> PROBLEM STATEMENT:
Go through the records and copy each line where the word "this" occurs.

Natural-language object grounding data:
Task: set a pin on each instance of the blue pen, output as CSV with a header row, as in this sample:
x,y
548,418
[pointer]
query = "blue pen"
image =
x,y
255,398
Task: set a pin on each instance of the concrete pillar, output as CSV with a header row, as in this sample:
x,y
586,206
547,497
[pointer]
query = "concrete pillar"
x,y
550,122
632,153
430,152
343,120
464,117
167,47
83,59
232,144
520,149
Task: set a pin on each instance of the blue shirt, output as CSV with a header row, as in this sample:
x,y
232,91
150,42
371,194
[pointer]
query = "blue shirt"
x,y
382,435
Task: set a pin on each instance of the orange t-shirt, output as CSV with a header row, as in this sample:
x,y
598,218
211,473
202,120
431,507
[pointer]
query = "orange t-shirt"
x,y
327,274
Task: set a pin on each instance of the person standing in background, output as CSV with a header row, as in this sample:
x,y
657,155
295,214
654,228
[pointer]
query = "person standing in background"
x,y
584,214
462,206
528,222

> SOLUTION:
Task: set a pin on each instance of the blue pen, output as CSV with a header row, as in this sample:
Task: set a pin on each instance of the concrete pillar, output as CSV with a header row, as in this sample:
Task: set a pin on each instance of the blue shirt, output as CSV with a header row, as in this sample:
Task: set a pin on each instance of the orange t-shirt, output as CSV with a header row, as in this sample:
Task: set a pin on each instance of the person standing in background, output as CSV with a header row, as in this sample:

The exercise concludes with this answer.